[Shape boundary entries]
• • • • • • •

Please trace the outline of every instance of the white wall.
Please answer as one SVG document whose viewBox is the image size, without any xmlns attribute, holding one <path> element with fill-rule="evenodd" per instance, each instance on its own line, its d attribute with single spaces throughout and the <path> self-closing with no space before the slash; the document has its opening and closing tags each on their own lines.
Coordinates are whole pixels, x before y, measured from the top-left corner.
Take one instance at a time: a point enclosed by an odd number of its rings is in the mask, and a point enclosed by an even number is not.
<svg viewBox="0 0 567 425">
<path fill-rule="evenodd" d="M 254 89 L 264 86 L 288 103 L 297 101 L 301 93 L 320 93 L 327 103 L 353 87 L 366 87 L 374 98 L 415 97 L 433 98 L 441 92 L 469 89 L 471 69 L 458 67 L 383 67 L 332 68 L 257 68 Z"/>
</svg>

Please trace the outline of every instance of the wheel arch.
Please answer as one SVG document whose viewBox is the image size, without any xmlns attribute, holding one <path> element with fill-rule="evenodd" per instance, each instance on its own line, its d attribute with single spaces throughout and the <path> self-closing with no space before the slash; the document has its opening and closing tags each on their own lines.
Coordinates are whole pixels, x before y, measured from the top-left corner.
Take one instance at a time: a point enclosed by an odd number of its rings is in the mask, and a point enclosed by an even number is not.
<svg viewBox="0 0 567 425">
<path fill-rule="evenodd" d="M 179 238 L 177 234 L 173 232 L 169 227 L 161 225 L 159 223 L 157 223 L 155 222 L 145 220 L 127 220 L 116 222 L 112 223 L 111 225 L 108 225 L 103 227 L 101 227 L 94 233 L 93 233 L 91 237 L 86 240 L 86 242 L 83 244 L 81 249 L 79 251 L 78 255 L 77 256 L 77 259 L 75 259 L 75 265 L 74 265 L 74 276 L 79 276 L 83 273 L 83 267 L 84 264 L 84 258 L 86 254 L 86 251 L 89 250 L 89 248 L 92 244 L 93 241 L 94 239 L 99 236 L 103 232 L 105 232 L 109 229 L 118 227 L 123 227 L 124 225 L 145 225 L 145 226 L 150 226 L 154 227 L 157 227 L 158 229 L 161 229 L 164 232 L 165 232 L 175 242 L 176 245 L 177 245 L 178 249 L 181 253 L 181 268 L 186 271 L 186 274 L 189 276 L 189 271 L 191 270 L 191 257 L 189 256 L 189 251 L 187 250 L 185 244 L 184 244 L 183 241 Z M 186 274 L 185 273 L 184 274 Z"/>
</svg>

• • • • • • •

- Written task: Rescale the lines starting at the one that contains "Please trace the outline of every instance of the wheel" and ending after the one that contains "179 238 L 177". Write out every one of those lines again, requests included, with each number in the answers (the viewBox dimensions and path coordinates) multiplied by 0.75 and rounded to a whole number, halves rounding up.

- Answer to the problem:
Please trace the outline of every instance of the wheel arch.
Please answer as one SVG document whose viewBox is the image size, without any xmlns attribute, holding one <path> element with fill-rule="evenodd" per instance, each instance on its own line, its d attribute with single spaces throughout and the <path> self-closing with no space before the slash; the document has its opening and closing tags each on their own lines.
Coordinates are whole pixels, x before y, measured from the top-left corner.
Take one instance at a time: a point enclosed by an odd number of its rings is in the mask, and a point enclosed by an even number is not.
<svg viewBox="0 0 425 319">
<path fill-rule="evenodd" d="M 134 179 L 133 176 L 130 174 L 127 170 L 121 169 L 119 167 L 118 167 L 116 167 L 109 165 L 95 165 L 87 167 L 84 167 L 83 169 L 81 169 L 77 170 L 76 170 L 71 175 L 70 175 L 68 178 L 65 180 L 65 182 L 62 183 L 61 187 L 59 188 L 59 191 L 58 192 L 58 194 L 56 194 L 56 199 L 56 199 L 56 207 L 59 207 L 62 205 L 62 200 L 63 198 L 63 194 L 65 191 L 65 188 L 67 188 L 67 186 L 69 183 L 70 181 L 71 179 L 74 177 L 77 174 L 79 174 L 82 172 L 89 170 L 92 170 L 93 169 L 109 169 L 109 170 L 113 170 L 116 170 L 118 170 L 119 172 L 121 172 L 123 174 L 124 174 L 131 182 L 132 184 L 133 184 L 134 187 L 136 190 L 136 201 L 140 203 L 140 206 L 142 207 L 142 203 L 143 203 L 143 193 L 142 192 L 142 188 L 140 188 L 139 183 L 138 183 L 137 181 Z M 140 206 L 139 205 L 138 206 Z"/>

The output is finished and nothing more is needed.